• [Written exercise] Extract every line in the entries below that contains the string "shadow", matching uppercase and lowercase exactly.

• [Material provided]

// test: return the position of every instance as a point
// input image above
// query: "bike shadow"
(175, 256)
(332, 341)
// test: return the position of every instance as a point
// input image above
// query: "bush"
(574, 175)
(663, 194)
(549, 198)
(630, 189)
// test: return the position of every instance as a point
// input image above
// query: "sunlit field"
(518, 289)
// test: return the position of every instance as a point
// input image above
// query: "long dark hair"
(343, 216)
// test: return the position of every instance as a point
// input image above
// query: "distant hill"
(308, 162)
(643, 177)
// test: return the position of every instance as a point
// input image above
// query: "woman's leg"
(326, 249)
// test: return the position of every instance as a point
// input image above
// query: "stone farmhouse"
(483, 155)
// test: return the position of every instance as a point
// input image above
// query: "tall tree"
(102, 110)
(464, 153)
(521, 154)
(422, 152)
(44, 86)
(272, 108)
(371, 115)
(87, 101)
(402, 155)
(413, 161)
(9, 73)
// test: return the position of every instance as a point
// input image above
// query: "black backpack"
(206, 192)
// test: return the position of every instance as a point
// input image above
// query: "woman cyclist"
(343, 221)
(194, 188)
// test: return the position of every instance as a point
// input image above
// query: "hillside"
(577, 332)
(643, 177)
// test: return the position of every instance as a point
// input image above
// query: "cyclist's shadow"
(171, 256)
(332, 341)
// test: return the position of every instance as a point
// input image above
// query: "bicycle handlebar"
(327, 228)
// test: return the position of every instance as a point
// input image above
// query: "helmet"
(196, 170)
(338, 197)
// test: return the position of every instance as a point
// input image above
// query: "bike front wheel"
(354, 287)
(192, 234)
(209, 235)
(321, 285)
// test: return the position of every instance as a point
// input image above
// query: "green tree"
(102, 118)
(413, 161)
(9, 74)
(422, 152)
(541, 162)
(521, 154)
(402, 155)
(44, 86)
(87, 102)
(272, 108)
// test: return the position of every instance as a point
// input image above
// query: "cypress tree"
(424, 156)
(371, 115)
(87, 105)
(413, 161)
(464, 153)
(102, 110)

• [Exercise solution]
// query: "bike shadow"
// query: "cyclist's shadow"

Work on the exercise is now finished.